* **Brief**
Would you extract the whole listing below and retype it exactly?

* **Provided records**
•••

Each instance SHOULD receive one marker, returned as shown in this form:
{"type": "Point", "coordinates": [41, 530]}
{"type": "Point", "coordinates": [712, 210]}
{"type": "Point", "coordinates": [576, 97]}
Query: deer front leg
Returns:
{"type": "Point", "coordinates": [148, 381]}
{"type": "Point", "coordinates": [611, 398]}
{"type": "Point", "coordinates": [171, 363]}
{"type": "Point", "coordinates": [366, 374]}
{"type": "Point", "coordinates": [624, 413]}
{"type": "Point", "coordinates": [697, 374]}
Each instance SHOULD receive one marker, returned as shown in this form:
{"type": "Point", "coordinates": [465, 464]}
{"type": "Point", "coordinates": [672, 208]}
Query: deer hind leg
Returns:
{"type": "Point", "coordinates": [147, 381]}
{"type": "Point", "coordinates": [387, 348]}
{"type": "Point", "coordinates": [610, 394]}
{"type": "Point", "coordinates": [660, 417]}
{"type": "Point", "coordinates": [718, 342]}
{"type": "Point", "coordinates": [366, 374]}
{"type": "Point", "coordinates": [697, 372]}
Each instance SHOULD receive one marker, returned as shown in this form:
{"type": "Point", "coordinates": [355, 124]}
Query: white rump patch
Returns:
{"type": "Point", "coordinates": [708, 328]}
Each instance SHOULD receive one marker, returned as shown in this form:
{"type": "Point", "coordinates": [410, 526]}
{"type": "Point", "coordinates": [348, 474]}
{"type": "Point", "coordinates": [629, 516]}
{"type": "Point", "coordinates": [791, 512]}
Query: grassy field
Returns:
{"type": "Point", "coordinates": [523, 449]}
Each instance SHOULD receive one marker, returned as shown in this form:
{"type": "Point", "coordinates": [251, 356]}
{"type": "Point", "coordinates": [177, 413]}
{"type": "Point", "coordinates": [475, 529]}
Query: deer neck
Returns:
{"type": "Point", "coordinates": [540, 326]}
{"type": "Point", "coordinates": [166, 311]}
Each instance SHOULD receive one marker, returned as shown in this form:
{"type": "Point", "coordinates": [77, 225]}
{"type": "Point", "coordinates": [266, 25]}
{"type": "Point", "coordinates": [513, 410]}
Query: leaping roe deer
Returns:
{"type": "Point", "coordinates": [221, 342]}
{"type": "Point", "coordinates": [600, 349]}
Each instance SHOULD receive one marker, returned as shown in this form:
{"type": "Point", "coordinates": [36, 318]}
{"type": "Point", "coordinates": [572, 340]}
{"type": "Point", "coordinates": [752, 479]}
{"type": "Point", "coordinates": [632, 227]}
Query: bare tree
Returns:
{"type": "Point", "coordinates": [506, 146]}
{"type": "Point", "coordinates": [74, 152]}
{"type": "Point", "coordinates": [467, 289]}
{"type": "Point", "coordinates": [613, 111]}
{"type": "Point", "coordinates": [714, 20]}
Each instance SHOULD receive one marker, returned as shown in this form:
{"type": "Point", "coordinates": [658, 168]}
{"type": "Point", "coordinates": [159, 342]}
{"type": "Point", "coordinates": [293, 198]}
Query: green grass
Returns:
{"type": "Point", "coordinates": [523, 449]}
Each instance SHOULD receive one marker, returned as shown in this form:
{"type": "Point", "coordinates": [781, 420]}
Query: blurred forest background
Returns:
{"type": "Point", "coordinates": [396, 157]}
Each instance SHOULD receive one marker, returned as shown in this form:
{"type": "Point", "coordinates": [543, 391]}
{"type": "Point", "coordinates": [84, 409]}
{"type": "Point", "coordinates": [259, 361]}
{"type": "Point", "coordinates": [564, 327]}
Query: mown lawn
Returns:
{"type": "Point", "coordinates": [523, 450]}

•••

* **Response for this exercise**
Each instance SHOULD receive one marker, returned as shown in this form:
{"type": "Point", "coordinates": [41, 530]}
{"type": "Point", "coordinates": [712, 210]}
{"type": "Point", "coordinates": [576, 97]}
Query: deer front leg
Returns:
{"type": "Point", "coordinates": [148, 381]}
{"type": "Point", "coordinates": [611, 398]}
{"type": "Point", "coordinates": [171, 363]}
{"type": "Point", "coordinates": [366, 374]}
{"type": "Point", "coordinates": [624, 413]}
{"type": "Point", "coordinates": [697, 374]}
Each instance SHOULD receive one marker, returned as shown in this form:
{"type": "Point", "coordinates": [465, 464]}
{"type": "Point", "coordinates": [672, 208]}
Query: deer hind leg
Returns:
{"type": "Point", "coordinates": [147, 381]}
{"type": "Point", "coordinates": [387, 348]}
{"type": "Point", "coordinates": [610, 394]}
{"type": "Point", "coordinates": [660, 417]}
{"type": "Point", "coordinates": [718, 342]}
{"type": "Point", "coordinates": [366, 374]}
{"type": "Point", "coordinates": [697, 372]}
Each instance SHOULD receive one marker, returned as shown in this form:
{"type": "Point", "coordinates": [355, 124]}
Query: white rump patch
Returns:
{"type": "Point", "coordinates": [708, 328]}
Each instance SHOULD receive one marker, returned as shown in this form:
{"type": "Point", "coordinates": [410, 526]}
{"type": "Point", "coordinates": [348, 474]}
{"type": "Point", "coordinates": [629, 516]}
{"type": "Point", "coordinates": [791, 512]}
Query: grassy field
Returns:
{"type": "Point", "coordinates": [523, 449]}
Each instance SHOULD receive one marker, returned as shown in this form:
{"type": "Point", "coordinates": [251, 356]}
{"type": "Point", "coordinates": [177, 413]}
{"type": "Point", "coordinates": [475, 529]}
Query: deer neck
Returns:
{"type": "Point", "coordinates": [540, 326]}
{"type": "Point", "coordinates": [166, 311]}
Each instance SHOULD receive one marker, returned as shown in this form:
{"type": "Point", "coordinates": [77, 225]}
{"type": "Point", "coordinates": [266, 25]}
{"type": "Point", "coordinates": [513, 410]}
Query: leaping roe deer
Returns:
{"type": "Point", "coordinates": [221, 342]}
{"type": "Point", "coordinates": [600, 349]}
Each instance SHOULD receive one marker, returned as shown in this form:
{"type": "Point", "coordinates": [36, 318]}
{"type": "Point", "coordinates": [572, 340]}
{"type": "Point", "coordinates": [752, 479]}
{"type": "Point", "coordinates": [632, 227]}
Query: bare tree
Returns:
{"type": "Point", "coordinates": [506, 146]}
{"type": "Point", "coordinates": [74, 152]}
{"type": "Point", "coordinates": [467, 289]}
{"type": "Point", "coordinates": [613, 111]}
{"type": "Point", "coordinates": [714, 20]}
Each instance SHOULD receive one marker, returned as shown in this form:
{"type": "Point", "coordinates": [658, 168]}
{"type": "Point", "coordinates": [159, 342]}
{"type": "Point", "coordinates": [293, 198]}
Query: green grass
Returns:
{"type": "Point", "coordinates": [523, 449]}
Each instance SHOULD receive one marker, returned as shown in this form:
{"type": "Point", "coordinates": [781, 420]}
Query: blurred forest background
Returns:
{"type": "Point", "coordinates": [396, 157]}
Each instance SHOULD receive one marker, returned as shown in this form:
{"type": "Point", "coordinates": [543, 391]}
{"type": "Point", "coordinates": [84, 409]}
{"type": "Point", "coordinates": [259, 361]}
{"type": "Point", "coordinates": [564, 327]}
Query: mown lawn
Returns:
{"type": "Point", "coordinates": [523, 450]}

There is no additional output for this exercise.